- Task objective
Every entry should be repeated exactly. Omit the pictures.

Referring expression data
== == ==

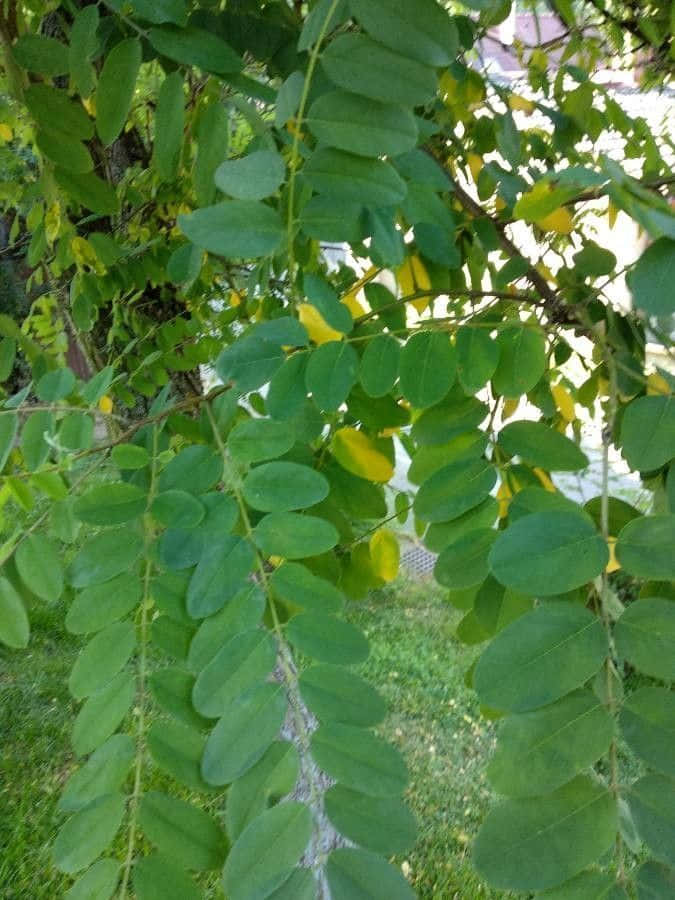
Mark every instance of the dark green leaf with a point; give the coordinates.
(647, 722)
(246, 730)
(563, 551)
(327, 638)
(186, 834)
(87, 834)
(428, 368)
(533, 844)
(234, 228)
(644, 635)
(382, 824)
(359, 760)
(645, 547)
(362, 126)
(539, 751)
(338, 695)
(540, 657)
(267, 851)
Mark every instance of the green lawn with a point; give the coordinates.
(415, 661)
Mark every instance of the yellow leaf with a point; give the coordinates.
(358, 454)
(545, 480)
(318, 329)
(504, 495)
(516, 102)
(475, 165)
(657, 384)
(613, 563)
(564, 402)
(560, 221)
(385, 554)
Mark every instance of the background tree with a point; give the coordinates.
(179, 173)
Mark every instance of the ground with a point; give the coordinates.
(415, 661)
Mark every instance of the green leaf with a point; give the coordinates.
(540, 445)
(267, 851)
(284, 486)
(213, 132)
(294, 536)
(655, 881)
(101, 604)
(359, 760)
(160, 11)
(157, 877)
(84, 43)
(522, 361)
(14, 626)
(111, 503)
(424, 32)
(244, 661)
(648, 432)
(251, 177)
(327, 639)
(644, 636)
(260, 439)
(102, 713)
(533, 844)
(563, 551)
(181, 831)
(346, 176)
(273, 777)
(178, 749)
(195, 469)
(104, 556)
(379, 365)
(194, 46)
(464, 563)
(104, 773)
(116, 86)
(9, 426)
(99, 881)
(645, 547)
(242, 613)
(350, 871)
(41, 54)
(428, 368)
(332, 372)
(652, 278)
(335, 694)
(539, 751)
(246, 730)
(234, 228)
(250, 363)
(220, 574)
(87, 834)
(101, 659)
(169, 124)
(358, 64)
(172, 689)
(652, 803)
(39, 566)
(647, 722)
(89, 190)
(360, 125)
(454, 489)
(382, 824)
(540, 657)
(477, 357)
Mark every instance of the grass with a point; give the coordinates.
(415, 661)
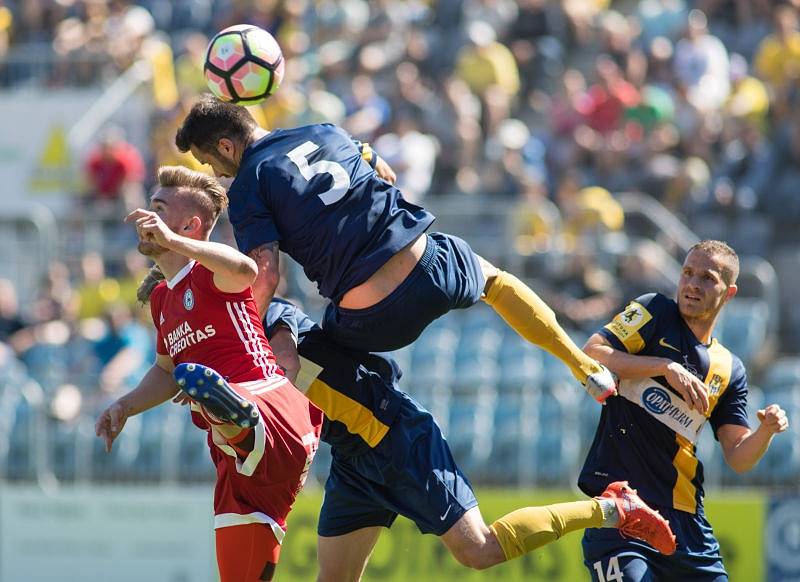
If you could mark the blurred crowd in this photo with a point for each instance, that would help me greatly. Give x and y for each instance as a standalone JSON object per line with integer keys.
{"x": 554, "y": 107}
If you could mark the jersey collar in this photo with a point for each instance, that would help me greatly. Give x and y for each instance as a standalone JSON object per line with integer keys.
{"x": 181, "y": 274}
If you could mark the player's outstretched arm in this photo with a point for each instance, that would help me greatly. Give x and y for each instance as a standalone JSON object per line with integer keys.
{"x": 634, "y": 366}
{"x": 285, "y": 350}
{"x": 742, "y": 447}
{"x": 156, "y": 387}
{"x": 233, "y": 271}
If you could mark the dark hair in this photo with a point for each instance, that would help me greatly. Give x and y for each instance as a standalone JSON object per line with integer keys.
{"x": 211, "y": 120}
{"x": 717, "y": 248}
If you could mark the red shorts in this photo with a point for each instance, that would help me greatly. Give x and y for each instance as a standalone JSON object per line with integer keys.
{"x": 246, "y": 553}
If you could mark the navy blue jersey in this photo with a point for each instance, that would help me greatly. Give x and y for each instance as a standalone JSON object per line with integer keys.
{"x": 309, "y": 189}
{"x": 357, "y": 391}
{"x": 647, "y": 434}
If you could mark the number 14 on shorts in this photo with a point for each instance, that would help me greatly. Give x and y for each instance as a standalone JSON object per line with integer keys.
{"x": 612, "y": 574}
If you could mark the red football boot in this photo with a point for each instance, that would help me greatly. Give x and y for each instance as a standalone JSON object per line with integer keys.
{"x": 637, "y": 520}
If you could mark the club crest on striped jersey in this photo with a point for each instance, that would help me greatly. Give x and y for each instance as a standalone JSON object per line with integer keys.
{"x": 188, "y": 300}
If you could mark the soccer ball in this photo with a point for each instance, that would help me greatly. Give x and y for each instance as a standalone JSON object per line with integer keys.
{"x": 244, "y": 64}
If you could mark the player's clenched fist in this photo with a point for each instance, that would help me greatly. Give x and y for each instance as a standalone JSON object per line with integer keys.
{"x": 110, "y": 422}
{"x": 689, "y": 386}
{"x": 773, "y": 418}
{"x": 150, "y": 227}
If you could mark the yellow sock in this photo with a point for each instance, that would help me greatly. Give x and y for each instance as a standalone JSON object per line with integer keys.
{"x": 526, "y": 529}
{"x": 531, "y": 318}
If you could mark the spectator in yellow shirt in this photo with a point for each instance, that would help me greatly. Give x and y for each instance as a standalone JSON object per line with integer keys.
{"x": 777, "y": 59}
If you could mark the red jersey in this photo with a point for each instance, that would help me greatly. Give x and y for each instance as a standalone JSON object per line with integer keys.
{"x": 196, "y": 322}
{"x": 261, "y": 487}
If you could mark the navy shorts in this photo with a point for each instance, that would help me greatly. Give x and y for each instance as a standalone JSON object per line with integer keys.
{"x": 697, "y": 558}
{"x": 448, "y": 276}
{"x": 410, "y": 473}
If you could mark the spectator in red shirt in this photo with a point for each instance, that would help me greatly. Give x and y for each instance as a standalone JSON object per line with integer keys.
{"x": 607, "y": 100}
{"x": 114, "y": 172}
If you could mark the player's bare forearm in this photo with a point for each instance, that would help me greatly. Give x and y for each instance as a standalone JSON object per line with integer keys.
{"x": 743, "y": 451}
{"x": 285, "y": 351}
{"x": 266, "y": 257}
{"x": 742, "y": 447}
{"x": 233, "y": 271}
{"x": 623, "y": 364}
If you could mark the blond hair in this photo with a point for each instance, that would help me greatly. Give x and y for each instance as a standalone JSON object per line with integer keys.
{"x": 207, "y": 194}
{"x": 717, "y": 248}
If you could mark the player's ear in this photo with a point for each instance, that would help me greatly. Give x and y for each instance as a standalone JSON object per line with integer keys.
{"x": 226, "y": 147}
{"x": 193, "y": 226}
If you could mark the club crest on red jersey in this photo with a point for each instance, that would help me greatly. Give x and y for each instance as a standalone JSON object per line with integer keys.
{"x": 188, "y": 299}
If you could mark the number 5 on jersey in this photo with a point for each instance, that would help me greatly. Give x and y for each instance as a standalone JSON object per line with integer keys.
{"x": 341, "y": 179}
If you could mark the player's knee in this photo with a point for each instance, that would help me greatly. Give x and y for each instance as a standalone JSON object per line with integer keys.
{"x": 338, "y": 576}
{"x": 474, "y": 557}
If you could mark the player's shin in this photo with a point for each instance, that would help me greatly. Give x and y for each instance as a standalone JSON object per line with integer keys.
{"x": 531, "y": 317}
{"x": 527, "y": 529}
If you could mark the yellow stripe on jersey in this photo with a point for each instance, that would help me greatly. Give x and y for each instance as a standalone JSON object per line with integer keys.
{"x": 720, "y": 367}
{"x": 684, "y": 494}
{"x": 355, "y": 416}
{"x": 366, "y": 152}
{"x": 626, "y": 326}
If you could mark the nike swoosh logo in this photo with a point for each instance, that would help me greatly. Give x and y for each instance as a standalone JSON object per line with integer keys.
{"x": 663, "y": 342}
{"x": 445, "y": 513}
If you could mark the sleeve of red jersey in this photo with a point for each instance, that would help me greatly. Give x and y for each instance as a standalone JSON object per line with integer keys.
{"x": 155, "y": 312}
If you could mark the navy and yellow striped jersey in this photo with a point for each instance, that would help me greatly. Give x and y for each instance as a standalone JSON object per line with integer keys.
{"x": 311, "y": 190}
{"x": 647, "y": 435}
{"x": 356, "y": 390}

== == ==

- Written response
Mark every instance of the dark green leaf with a point; give the coordinates.
(647, 722)
(246, 730)
(563, 551)
(327, 638)
(186, 834)
(87, 834)
(428, 368)
(533, 844)
(234, 228)
(644, 635)
(382, 824)
(359, 760)
(645, 547)
(362, 126)
(539, 751)
(338, 695)
(540, 657)
(267, 851)
Mark every instance of the green lawn with a point; give the coordinates.
(415, 661)
Mark every instance of the yellow leaf with a point; give the coordinates.
(358, 454)
(545, 480)
(318, 329)
(504, 495)
(516, 102)
(475, 165)
(657, 384)
(613, 563)
(564, 402)
(560, 221)
(385, 554)
Mark every instance of the background tree with a point; give the coordinates.
(179, 173)
Mark every instance of the ground with a point; give the coordinates.
(415, 661)
Mark every instance of the green leaf with a point; give the coordinates.
(540, 445)
(267, 851)
(284, 486)
(213, 132)
(294, 536)
(655, 881)
(101, 604)
(359, 760)
(160, 11)
(157, 877)
(84, 43)
(522, 361)
(14, 626)
(111, 503)
(424, 32)
(244, 661)
(648, 432)
(251, 177)
(327, 639)
(644, 636)
(260, 439)
(102, 713)
(533, 844)
(563, 551)
(181, 831)
(346, 176)
(273, 777)
(178, 749)
(195, 469)
(104, 556)
(379, 365)
(194, 46)
(464, 563)
(104, 773)
(116, 86)
(9, 426)
(99, 881)
(645, 547)
(242, 613)
(350, 871)
(41, 54)
(428, 368)
(332, 372)
(652, 278)
(335, 694)
(539, 751)
(246, 730)
(234, 228)
(250, 363)
(220, 574)
(87, 834)
(101, 659)
(169, 124)
(358, 64)
(172, 689)
(652, 803)
(39, 566)
(647, 722)
(89, 190)
(360, 125)
(454, 489)
(382, 824)
(540, 657)
(477, 357)
Mark every instance of the grass with a point; give the coordinates.
(415, 661)
If you could mark the blurred crowd in this photo with a point for each instance, that would help me greatly. Give x and y for each instance as a standalone JSON object per line with integer keys.
{"x": 554, "y": 107}
If you could mark the jersey collar in this photo with a point for each instance, that would help me greatly. Give x and y for each instance as a standalone JSON object per line with integer keys.
{"x": 181, "y": 274}
If you could mark the player's outstretched arm in this photo with a point for each instance, that would help me greatly. Give x and y for each instance as a standalone JSON object per line with integer keys.
{"x": 634, "y": 366}
{"x": 285, "y": 350}
{"x": 742, "y": 447}
{"x": 156, "y": 387}
{"x": 233, "y": 271}
If you could mark the dark hair in this photo with a point for each instance, that would help me greatly. Give x and y for each instance as a standalone JSON object per line with integer keys.
{"x": 211, "y": 120}
{"x": 717, "y": 248}
If you could mark the red shorts in this photo with a point for each instance, that would help me greatly. Give x and y for each instance as a standalone JSON object per line with integer keys.
{"x": 246, "y": 553}
If you could mark the navy blue jersey in this photo with a point for each instance, that would help me greatly. Give x and y for each instance as a standalone JSON object per line with integer keys.
{"x": 309, "y": 189}
{"x": 357, "y": 391}
{"x": 647, "y": 434}
If you could mark the number 14 on shorts in this photo with a point for each instance, that would help me greatly. Give x and y for each instance as a standalone JSON object per line with integer keys.
{"x": 612, "y": 574}
If you could mark the red football boot in this photo with a point for each instance, that would help me greatly. Give x and y for each instance as a standalone JSON object per line with integer keys.
{"x": 637, "y": 520}
If you could mark the club crest on striped jersey in this photo with a point for each instance, that would help me greatly. Give x and y for each instance as a standalone JSON object per line with integer keys.
{"x": 188, "y": 300}
If you could mark the soccer ball in this photo with a point for each instance, that would help me greatly. Give x and y for each instance as a standalone JSON object per line with integer keys.
{"x": 244, "y": 64}
If you could mark the player's clenched fist in this photo with a point for each instance, that would help me greatly. Give x and y for each instance as a standalone JSON object per line with integer keys.
{"x": 110, "y": 422}
{"x": 689, "y": 386}
{"x": 773, "y": 418}
{"x": 150, "y": 227}
If you could mark the yellow sock in this photo with a point for each instance, that would help me greatly. Give x and y for each instance as a standalone JSON object per line with integer keys.
{"x": 526, "y": 529}
{"x": 531, "y": 318}
If you could mark the spectator in yellow shirt in this photo with a point for each instance, that would help me greatly. Give x and y for each instance as a standalone JSON object per line with integer keys.
{"x": 777, "y": 59}
If you could mark the red jersey in this photo with a point for each instance, that would help me greatly. Give x and y for each instance as a standalone JSON object per line with integer keys.
{"x": 196, "y": 322}
{"x": 261, "y": 487}
If you could mark the navy shorts in this photo with a point for each instance, that would help me greatly. Give x and y for each instance as a standalone JSON object per line with integer keys.
{"x": 697, "y": 558}
{"x": 448, "y": 276}
{"x": 410, "y": 473}
If you could mark the spectator in red shirt in this photo with a point for each instance, that would help me greatly. Give x and y for each instance as a standalone JSON object per line with integer keys.
{"x": 607, "y": 100}
{"x": 114, "y": 172}
If you could mark the player's bare forearm in this photo with a point for each instance, that would help me greatly. Give x and y for each instance as a standalone JSON object per line with integer keys.
{"x": 743, "y": 451}
{"x": 285, "y": 351}
{"x": 266, "y": 257}
{"x": 742, "y": 447}
{"x": 233, "y": 271}
{"x": 623, "y": 364}
If you could mark the blond hair in this photo with a point for each instance, that would help me greatly. Give x and y for each instance as a standalone JSON object per line with integer keys.
{"x": 207, "y": 194}
{"x": 717, "y": 248}
If you could mark the player's ear in this photo with a point for each instance, that would help me greatly. Give x and y for each instance as a standalone JSON object per line with integer keys.
{"x": 226, "y": 147}
{"x": 193, "y": 226}
If you could mark the club crest on red jersey in this photo with a point for each instance, that would help me greatly. Give x and y for each instance as a standalone JSON object per line with integer keys.
{"x": 188, "y": 299}
If you could mark the number 5 on jersey in this photo with a point for each instance, that would help me greatly. Give x and y for each instance as a standalone JSON object per line with integer keys.
{"x": 341, "y": 179}
If you could mark the player's knee in this photo with a point for each instance, that would help me greatly. Give x and y for each instance as a standalone JSON object per line with integer keys.
{"x": 338, "y": 576}
{"x": 474, "y": 557}
If you could mark the player's shin in this photo with a point for each instance, that would help me greatly. Give x and y for each instance as a standalone JSON object per line with integer keys.
{"x": 531, "y": 317}
{"x": 527, "y": 529}
If you could mark the yellow stripe on jersey in this photo with a point for each instance, that would help me greatly. Give x and y for each instance as a standalone JSON object per line with integer keys.
{"x": 720, "y": 367}
{"x": 684, "y": 494}
{"x": 355, "y": 416}
{"x": 366, "y": 152}
{"x": 626, "y": 326}
If you could mark the nike swoosh logo in this photo with a point for each instance, that would help me greatly. Give x and y for each instance as a standalone JSON object per line with integer keys.
{"x": 663, "y": 342}
{"x": 445, "y": 513}
If you could mark the sleeve of red jersey in this photo with a point for each instance, that would help me greatly. Give x and y for each instance as a standalone JSON object per line with integer keys.
{"x": 155, "y": 312}
If you could mark the navy and yellow striped jersey in this photo with a point for each instance, that would help me greatly. Give x and y for each instance as a standalone JSON object per line with integer keys.
{"x": 311, "y": 190}
{"x": 647, "y": 435}
{"x": 356, "y": 390}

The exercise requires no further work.